THE EXERCISE
Can you retype the listing below word for word, from the line that has "Where can you see the window with" through the end of the listing? Leave the pictures out of your answer.

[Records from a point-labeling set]
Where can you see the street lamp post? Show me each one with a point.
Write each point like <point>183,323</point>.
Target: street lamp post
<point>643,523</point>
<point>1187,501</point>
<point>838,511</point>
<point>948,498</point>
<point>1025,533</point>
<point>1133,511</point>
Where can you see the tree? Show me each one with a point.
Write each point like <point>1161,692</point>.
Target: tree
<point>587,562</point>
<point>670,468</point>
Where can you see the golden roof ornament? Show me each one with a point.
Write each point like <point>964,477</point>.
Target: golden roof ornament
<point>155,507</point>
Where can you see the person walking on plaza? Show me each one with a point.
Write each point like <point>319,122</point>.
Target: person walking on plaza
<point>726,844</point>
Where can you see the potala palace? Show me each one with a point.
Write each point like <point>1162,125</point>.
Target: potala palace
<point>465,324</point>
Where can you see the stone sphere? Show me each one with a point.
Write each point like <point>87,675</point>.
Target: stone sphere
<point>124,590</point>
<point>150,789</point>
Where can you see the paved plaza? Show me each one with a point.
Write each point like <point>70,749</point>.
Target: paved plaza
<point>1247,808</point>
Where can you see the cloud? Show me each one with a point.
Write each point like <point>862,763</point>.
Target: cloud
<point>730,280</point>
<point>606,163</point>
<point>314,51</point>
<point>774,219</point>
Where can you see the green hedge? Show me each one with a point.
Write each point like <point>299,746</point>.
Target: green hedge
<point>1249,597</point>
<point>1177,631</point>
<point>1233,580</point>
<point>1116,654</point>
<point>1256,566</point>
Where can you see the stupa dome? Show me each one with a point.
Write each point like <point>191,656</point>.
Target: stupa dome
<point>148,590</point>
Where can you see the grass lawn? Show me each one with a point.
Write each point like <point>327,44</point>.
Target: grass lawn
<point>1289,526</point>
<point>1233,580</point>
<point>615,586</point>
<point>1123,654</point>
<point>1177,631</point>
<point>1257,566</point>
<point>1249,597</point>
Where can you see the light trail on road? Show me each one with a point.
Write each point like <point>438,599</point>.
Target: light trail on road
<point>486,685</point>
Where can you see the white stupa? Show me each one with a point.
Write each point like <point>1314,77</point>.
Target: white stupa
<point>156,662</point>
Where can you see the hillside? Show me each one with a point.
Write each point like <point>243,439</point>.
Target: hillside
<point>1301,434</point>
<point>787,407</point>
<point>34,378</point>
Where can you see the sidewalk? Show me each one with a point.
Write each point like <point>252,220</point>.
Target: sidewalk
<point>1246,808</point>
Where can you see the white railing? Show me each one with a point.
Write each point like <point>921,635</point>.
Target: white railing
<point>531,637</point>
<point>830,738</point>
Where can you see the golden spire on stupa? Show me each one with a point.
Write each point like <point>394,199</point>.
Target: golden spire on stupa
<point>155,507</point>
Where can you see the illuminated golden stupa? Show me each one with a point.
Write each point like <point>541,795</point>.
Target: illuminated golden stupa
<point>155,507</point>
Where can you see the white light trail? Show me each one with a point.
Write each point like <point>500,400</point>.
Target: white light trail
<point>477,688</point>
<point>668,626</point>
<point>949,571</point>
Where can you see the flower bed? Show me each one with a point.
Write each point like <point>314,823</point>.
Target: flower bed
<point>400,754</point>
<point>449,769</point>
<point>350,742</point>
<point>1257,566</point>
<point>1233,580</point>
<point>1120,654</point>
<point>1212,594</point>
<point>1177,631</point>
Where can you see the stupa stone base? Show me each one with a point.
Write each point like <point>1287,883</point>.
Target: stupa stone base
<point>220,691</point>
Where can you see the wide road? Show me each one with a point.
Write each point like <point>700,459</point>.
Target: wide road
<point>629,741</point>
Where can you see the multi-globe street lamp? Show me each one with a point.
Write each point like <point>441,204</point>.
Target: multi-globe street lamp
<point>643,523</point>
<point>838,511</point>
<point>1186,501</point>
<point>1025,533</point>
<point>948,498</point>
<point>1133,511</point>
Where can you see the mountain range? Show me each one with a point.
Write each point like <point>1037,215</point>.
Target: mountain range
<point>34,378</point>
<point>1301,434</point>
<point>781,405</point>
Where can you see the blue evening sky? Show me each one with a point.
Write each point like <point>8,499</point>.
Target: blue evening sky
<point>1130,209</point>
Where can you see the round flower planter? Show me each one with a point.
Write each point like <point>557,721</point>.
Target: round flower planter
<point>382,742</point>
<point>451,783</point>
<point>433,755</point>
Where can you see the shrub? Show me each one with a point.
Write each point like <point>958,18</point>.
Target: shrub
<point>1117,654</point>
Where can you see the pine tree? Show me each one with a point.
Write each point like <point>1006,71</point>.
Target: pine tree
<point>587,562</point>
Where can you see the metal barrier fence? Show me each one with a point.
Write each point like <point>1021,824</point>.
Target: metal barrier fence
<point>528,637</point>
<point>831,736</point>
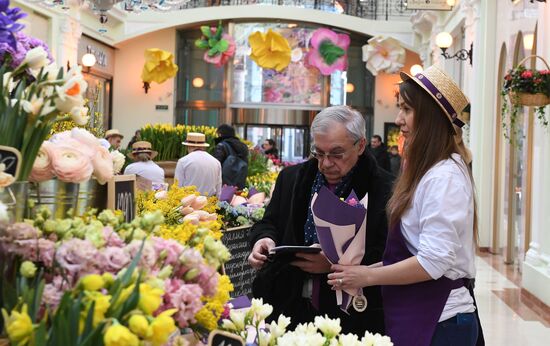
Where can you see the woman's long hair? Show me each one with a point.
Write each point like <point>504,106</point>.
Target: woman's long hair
<point>431,141</point>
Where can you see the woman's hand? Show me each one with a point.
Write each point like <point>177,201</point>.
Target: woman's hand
<point>312,263</point>
<point>348,277</point>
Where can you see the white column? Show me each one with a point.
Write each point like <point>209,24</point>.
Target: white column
<point>482,98</point>
<point>70,32</point>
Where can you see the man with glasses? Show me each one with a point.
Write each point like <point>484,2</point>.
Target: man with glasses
<point>341,162</point>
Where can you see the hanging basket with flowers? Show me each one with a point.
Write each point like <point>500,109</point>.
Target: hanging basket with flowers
<point>525,87</point>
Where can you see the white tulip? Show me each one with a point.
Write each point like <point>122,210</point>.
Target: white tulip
<point>80,115</point>
<point>36,58</point>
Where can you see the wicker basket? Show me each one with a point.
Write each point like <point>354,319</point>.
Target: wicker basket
<point>526,99</point>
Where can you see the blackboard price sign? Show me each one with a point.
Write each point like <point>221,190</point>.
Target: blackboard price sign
<point>11,158</point>
<point>221,338</point>
<point>122,195</point>
<point>237,268</point>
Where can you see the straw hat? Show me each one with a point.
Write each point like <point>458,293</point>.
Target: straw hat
<point>443,90</point>
<point>142,147</point>
<point>113,132</point>
<point>195,139</point>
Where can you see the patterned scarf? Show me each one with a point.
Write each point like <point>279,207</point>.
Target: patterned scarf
<point>310,235</point>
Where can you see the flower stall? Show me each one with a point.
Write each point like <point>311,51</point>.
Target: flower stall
<point>524,87</point>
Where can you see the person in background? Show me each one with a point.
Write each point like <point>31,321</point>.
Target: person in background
<point>380,152</point>
<point>427,269</point>
<point>270,149</point>
<point>135,138</point>
<point>112,140</point>
<point>395,161</point>
<point>233,156</point>
<point>199,168</point>
<point>143,155</point>
<point>299,289</point>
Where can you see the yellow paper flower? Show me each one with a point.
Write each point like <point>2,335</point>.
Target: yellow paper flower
<point>162,327</point>
<point>118,335</point>
<point>159,66</point>
<point>270,50</point>
<point>149,298</point>
<point>18,325</point>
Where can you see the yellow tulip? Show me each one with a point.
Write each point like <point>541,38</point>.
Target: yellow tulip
<point>92,282</point>
<point>139,325</point>
<point>149,298</point>
<point>18,325</point>
<point>118,335</point>
<point>270,50</point>
<point>162,327</point>
<point>159,66</point>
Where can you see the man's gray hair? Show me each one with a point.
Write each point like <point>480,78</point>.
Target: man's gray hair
<point>347,116</point>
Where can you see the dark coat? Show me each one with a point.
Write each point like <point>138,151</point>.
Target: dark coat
<point>281,284</point>
<point>221,152</point>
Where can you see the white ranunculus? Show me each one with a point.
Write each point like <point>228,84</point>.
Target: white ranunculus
<point>3,212</point>
<point>329,327</point>
<point>36,58</point>
<point>118,160</point>
<point>384,54</point>
<point>80,115</point>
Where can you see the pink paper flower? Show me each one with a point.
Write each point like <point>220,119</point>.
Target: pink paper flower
<point>328,51</point>
<point>103,165</point>
<point>71,165</point>
<point>221,59</point>
<point>42,169</point>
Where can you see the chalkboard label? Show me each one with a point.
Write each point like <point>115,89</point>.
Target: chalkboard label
<point>11,158</point>
<point>237,268</point>
<point>122,195</point>
<point>221,338</point>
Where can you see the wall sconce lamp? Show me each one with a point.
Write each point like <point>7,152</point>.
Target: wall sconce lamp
<point>88,60</point>
<point>444,40</point>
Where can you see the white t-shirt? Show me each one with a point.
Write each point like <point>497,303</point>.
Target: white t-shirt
<point>147,169</point>
<point>438,229</point>
<point>202,170</point>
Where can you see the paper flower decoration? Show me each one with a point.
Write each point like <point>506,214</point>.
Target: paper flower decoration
<point>270,50</point>
<point>159,66</point>
<point>328,51</point>
<point>383,54</point>
<point>220,47</point>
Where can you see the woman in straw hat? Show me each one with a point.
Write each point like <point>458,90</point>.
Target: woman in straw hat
<point>143,153</point>
<point>428,264</point>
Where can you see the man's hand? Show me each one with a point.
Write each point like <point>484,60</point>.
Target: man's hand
<point>259,253</point>
<point>312,263</point>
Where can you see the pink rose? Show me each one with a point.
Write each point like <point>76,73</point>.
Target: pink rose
<point>42,169</point>
<point>71,165</point>
<point>113,259</point>
<point>103,165</point>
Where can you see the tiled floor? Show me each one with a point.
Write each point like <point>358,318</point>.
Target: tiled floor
<point>505,318</point>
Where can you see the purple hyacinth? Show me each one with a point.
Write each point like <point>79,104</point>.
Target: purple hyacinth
<point>8,25</point>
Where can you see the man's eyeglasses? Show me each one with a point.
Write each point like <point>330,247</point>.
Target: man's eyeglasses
<point>319,155</point>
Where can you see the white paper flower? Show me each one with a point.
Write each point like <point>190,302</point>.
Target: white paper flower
<point>3,212</point>
<point>36,58</point>
<point>118,160</point>
<point>383,54</point>
<point>376,340</point>
<point>329,327</point>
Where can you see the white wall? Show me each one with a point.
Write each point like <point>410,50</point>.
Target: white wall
<point>132,108</point>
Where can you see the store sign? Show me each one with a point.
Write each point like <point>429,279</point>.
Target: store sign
<point>434,5</point>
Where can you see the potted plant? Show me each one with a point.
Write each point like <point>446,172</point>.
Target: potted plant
<point>525,87</point>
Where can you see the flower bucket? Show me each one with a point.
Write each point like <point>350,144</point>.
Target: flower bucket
<point>15,198</point>
<point>60,197</point>
<point>527,99</point>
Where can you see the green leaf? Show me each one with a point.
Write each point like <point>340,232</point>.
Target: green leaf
<point>206,31</point>
<point>330,52</point>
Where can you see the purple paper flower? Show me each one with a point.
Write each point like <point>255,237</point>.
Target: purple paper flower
<point>8,25</point>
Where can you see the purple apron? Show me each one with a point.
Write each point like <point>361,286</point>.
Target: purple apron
<point>412,311</point>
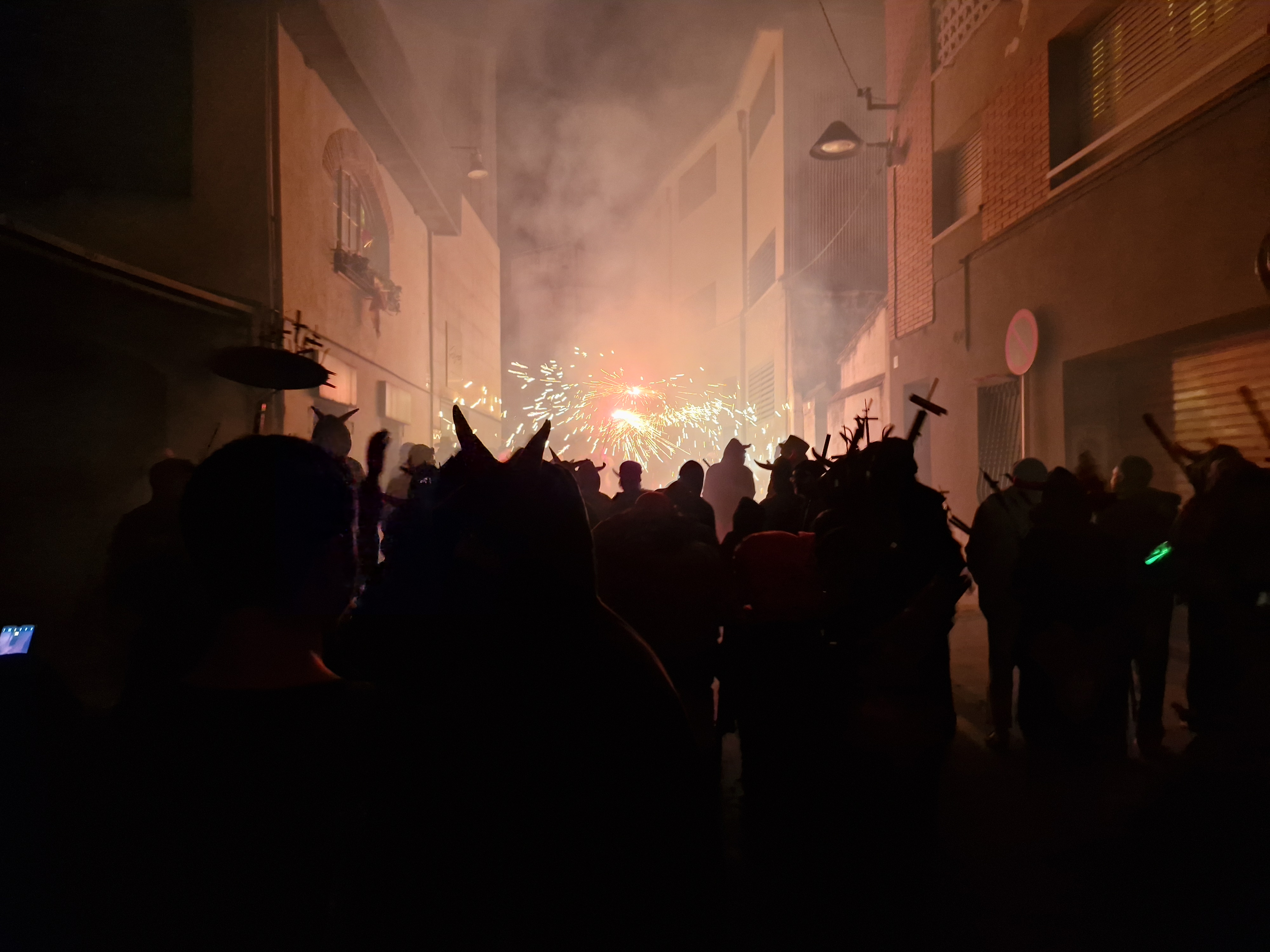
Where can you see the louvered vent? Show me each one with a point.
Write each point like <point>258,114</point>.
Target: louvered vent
<point>999,433</point>
<point>968,178</point>
<point>956,22</point>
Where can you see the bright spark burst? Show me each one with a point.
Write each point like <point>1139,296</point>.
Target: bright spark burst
<point>610,416</point>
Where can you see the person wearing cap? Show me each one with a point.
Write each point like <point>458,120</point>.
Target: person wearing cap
<point>685,493</point>
<point>727,483</point>
<point>1001,524</point>
<point>586,474</point>
<point>629,477</point>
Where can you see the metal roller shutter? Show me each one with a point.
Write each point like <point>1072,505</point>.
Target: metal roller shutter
<point>1207,404</point>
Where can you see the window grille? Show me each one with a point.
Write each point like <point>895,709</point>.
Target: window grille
<point>764,107</point>
<point>698,183</point>
<point>352,223</point>
<point>763,268</point>
<point>999,433</point>
<point>968,177</point>
<point>1142,50</point>
<point>763,392</point>
<point>956,22</point>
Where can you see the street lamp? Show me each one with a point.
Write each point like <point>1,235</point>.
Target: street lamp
<point>836,143</point>
<point>477,171</point>
<point>839,142</point>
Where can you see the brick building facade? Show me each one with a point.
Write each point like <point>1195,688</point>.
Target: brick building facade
<point>1106,167</point>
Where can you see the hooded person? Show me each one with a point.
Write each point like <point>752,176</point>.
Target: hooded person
<point>586,474</point>
<point>486,621</point>
<point>631,474</point>
<point>794,449</point>
<point>1001,524</point>
<point>662,573</point>
<point>685,493</point>
<point>893,576</point>
<point>332,433</point>
<point>1140,517</point>
<point>727,483</point>
<point>1073,647</point>
<point>783,508</point>
<point>415,458</point>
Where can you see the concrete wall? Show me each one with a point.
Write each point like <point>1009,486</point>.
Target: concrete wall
<point>1156,246</point>
<point>467,272</point>
<point>680,256</point>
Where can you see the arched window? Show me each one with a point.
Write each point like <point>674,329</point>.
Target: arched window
<point>363,227</point>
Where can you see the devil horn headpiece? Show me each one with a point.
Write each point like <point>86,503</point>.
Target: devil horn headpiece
<point>533,454</point>
<point>468,441</point>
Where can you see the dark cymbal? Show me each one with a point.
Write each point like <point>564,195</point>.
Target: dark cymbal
<point>269,367</point>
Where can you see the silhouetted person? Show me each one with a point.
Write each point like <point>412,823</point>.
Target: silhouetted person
<point>807,486</point>
<point>1074,651</point>
<point>746,521</point>
<point>251,794</point>
<point>1221,567</point>
<point>415,456</point>
<point>332,433</point>
<point>777,685</point>
<point>1001,524</point>
<point>554,790</point>
<point>893,576</point>
<point>587,475</point>
<point>727,483</point>
<point>685,493</point>
<point>629,477</point>
<point>783,508</point>
<point>794,450</point>
<point>1220,563</point>
<point>1140,519</point>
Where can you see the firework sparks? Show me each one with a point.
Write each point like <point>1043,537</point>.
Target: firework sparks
<point>612,416</point>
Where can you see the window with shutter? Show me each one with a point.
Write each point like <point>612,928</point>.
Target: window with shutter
<point>763,392</point>
<point>1207,403</point>
<point>1142,50</point>
<point>698,183</point>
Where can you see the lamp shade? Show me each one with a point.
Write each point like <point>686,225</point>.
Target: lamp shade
<point>267,367</point>
<point>836,143</point>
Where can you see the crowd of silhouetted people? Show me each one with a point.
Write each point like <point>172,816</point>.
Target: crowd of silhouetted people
<point>485,706</point>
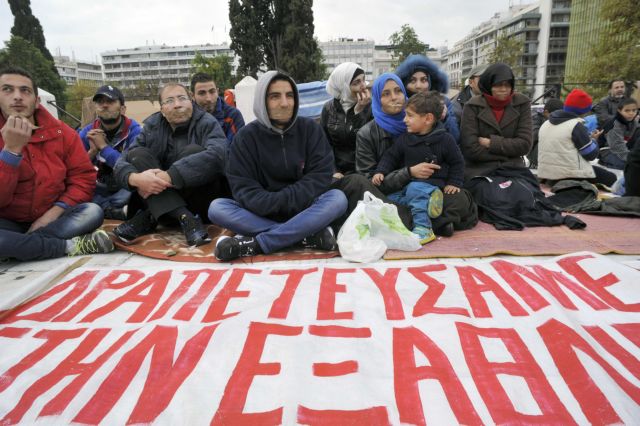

SOLUTION FOR THIS PROBLEM
Where can you see the window with shutter? Show me each one with a point.
Write each point like <point>612,928</point>.
Target: window with shutter
<point>763,392</point>
<point>1207,403</point>
<point>1142,50</point>
<point>698,183</point>
Where can you see the lamp shade? Show me each one with a point.
Write each point like <point>686,225</point>.
Target: lamp shade
<point>267,367</point>
<point>836,143</point>
Where can you see the crowd of silhouetted people? Show me each one with a point.
Write each point like <point>172,816</point>.
Target: crowd of silhouetted people
<point>485,706</point>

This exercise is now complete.